§ About this exercise: Give an unaltered copy of the listing below, minus its pictures.

------------------------------------------------------------------------

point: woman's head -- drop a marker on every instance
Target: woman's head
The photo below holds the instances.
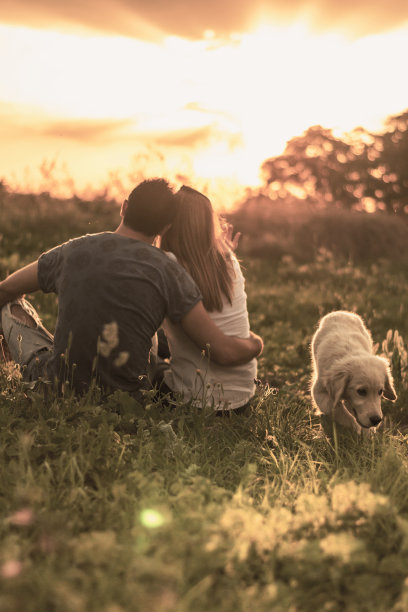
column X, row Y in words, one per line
column 193, row 227
column 195, row 239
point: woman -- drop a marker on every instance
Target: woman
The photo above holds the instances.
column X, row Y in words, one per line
column 196, row 240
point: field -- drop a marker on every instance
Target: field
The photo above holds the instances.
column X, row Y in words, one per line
column 113, row 507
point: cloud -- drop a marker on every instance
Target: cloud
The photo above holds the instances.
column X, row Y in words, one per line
column 86, row 130
column 151, row 20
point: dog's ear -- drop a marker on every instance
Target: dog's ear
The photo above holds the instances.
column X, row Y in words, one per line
column 389, row 391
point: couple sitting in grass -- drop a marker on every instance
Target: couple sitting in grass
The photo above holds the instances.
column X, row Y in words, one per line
column 115, row 290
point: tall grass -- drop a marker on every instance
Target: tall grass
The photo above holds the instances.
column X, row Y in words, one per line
column 115, row 507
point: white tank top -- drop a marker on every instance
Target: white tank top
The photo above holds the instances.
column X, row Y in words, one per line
column 192, row 374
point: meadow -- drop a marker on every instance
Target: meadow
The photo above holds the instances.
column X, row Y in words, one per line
column 113, row 507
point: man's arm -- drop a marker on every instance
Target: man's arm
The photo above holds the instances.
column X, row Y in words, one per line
column 20, row 282
column 222, row 349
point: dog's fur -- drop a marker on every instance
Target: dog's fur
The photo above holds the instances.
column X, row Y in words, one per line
column 349, row 380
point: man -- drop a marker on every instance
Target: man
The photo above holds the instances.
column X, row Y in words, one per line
column 114, row 290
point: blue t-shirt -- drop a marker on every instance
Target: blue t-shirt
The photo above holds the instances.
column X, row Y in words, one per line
column 113, row 294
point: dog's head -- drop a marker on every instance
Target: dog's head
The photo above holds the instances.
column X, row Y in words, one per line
column 361, row 382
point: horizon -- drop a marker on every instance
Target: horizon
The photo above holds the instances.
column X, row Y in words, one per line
column 98, row 100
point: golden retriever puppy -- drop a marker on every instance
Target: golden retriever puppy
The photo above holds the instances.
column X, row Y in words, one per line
column 349, row 380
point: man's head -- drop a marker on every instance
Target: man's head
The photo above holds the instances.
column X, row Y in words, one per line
column 150, row 207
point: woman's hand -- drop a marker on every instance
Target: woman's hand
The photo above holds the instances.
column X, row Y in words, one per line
column 227, row 231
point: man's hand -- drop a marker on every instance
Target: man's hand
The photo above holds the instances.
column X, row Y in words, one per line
column 223, row 350
column 19, row 283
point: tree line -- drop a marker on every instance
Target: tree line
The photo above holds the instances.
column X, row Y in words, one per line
column 361, row 170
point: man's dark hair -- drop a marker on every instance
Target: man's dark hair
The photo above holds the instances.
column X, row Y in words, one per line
column 151, row 206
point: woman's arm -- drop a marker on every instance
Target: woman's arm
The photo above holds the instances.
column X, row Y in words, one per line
column 222, row 349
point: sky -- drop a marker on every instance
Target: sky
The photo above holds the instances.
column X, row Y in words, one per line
column 107, row 92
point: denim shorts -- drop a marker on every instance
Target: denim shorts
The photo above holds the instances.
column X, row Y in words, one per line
column 30, row 347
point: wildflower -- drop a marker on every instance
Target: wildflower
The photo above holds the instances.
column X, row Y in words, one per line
column 110, row 339
column 21, row 517
column 11, row 569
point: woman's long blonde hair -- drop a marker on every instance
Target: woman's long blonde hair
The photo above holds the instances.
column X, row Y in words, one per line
column 195, row 239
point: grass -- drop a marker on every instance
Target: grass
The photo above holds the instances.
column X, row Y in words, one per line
column 113, row 507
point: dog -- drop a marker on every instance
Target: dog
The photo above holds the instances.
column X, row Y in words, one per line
column 348, row 379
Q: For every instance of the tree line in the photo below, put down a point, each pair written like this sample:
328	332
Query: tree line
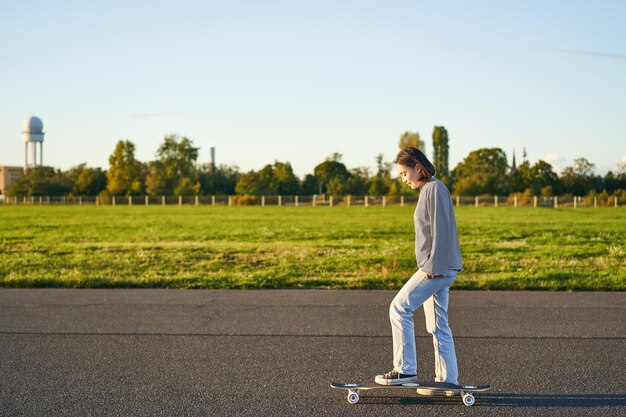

------------------------------------------------------------------------

§ The answer:
point: woman's head -- drop a marker on every instance
Target: woman's head
The photo below holds the instances.
column X, row Y in words, one per line
column 193, row 227
column 195, row 239
point: woman -- drop a marker on every instance
Target: woman
The photo above holds the instances.
column X, row Y in words, one per line
column 196, row 240
point: field -- drop a marker on every instance
Target: field
The photo above holds the instances.
column X, row Y in words, one per line
column 113, row 507
point: cloud -- drop a marker on every instance
Target: cloud
The photo above holds the instances.
column X, row Y in words, one per line
column 86, row 130
column 151, row 20
point: dog's ear -- drop a marker on every instance
Target: dog's ear
The photo above holds the instances.
column X, row Y in words, one per line
column 389, row 391
point: couple sitting in grass -- drop a marker on every instance
Target: couple sitting in grass
The photo above holds the instances.
column X, row Y in words, one per line
column 115, row 290
point: tall grass -- drop a marker on every instance
Target: tall grass
The photo above holds the instances.
column X, row Y in words, one per line
column 115, row 507
point: white tank top -- drop a marker on every instance
Target: white tank top
The photo above holds the instances.
column X, row Y in words, one per line
column 192, row 374
point: meadow -- drop a marker on every instance
Target: meadow
The photo above holds the instances.
column X, row Y in words, one per line
column 113, row 507
point: man's arm -- drop a marker on every instance
Target: man's arm
The photo above holds the instances.
column X, row Y in words, one per line
column 20, row 282
column 222, row 349
point: dog's fur -- drop a marker on every instance
Target: dog's fur
The photo above holds the instances.
column X, row Y in words, one per line
column 349, row 380
point: man -- drop a marker on every instance
Target: man
The photo above holds the instances.
column X, row Y in words, one per line
column 114, row 290
point: blue t-shirt -- drop a marker on every instance
Target: blue t-shirt
The photo above holds the instances.
column X, row Y in words, one per line
column 113, row 294
point: dog's head -- drop a marker on every instance
Target: dog's head
The photo above holds the instances.
column X, row Y in words, one per line
column 361, row 382
point: horizon -- drop a marker on every instance
Target: horizon
The photo above holds the instances.
column X, row Y in words, one per line
column 98, row 100
point: golden retriever puppy -- drop a marker on every instance
Target: golden retriever puppy
The photo above holds the instances.
column X, row Y in words, one per line
column 349, row 380
point: man's head -- drop a marker on every instance
Target: man's head
The photo above holds the instances.
column X, row Y in words, one per line
column 150, row 207
point: woman's hand -- drop a marker on every instance
Target: woman's hand
The photo above holds the instances.
column X, row Y in words, one per line
column 227, row 231
point: man's hand -- drop a marker on every instance
Target: man's hand
The photo above holds the instances.
column X, row Y in words, one per line
column 223, row 350
column 19, row 283
point: tree line -- drop a marker on every instance
Target: tree line
The photo above holds the instances.
column X, row Y in words, one per line
column 361, row 170
point: man's dark hair -- drop a marker on every instance
Target: man's dark hair
The photo above holds the instances.
column X, row Y in words, one per line
column 151, row 206
point: woman's arm -- drop a marker on every instance
Target: woman's arm
The photo above holds the instances.
column X, row Y in words, one per line
column 222, row 349
point: sky -- drop a marker on every instance
Target: sky
The photo above holds the instances.
column X, row Y in words, one per line
column 107, row 92
point: denim shorts -- drop a marker on every instance
Target: denim shorts
The photo above holds the instances.
column X, row Y in words, one per line
column 30, row 347
point: wildflower -- drop a marker on every instance
Target: wildflower
The photo above holds the instances.
column X, row Y in words, one per line
column 110, row 339
column 21, row 517
column 11, row 569
point: woman's long blonde hair -- drop a marker on every instance
Target: woman's long blonde hair
The photo above holds the instances.
column X, row Y in words, one per line
column 195, row 239
point: grass -- drop a marker on every instance
Target: grass
The photo above holds the instances.
column X, row Y in words, one per line
column 113, row 507
point: dog -- drop a marker on every instance
Target: dog
The photo above holds the instances.
column X, row Y in words, one per line
column 348, row 379
Q: For every instance of the tree line in the photo below, put down a point, each pair written like this sample:
328	332
Query: tree line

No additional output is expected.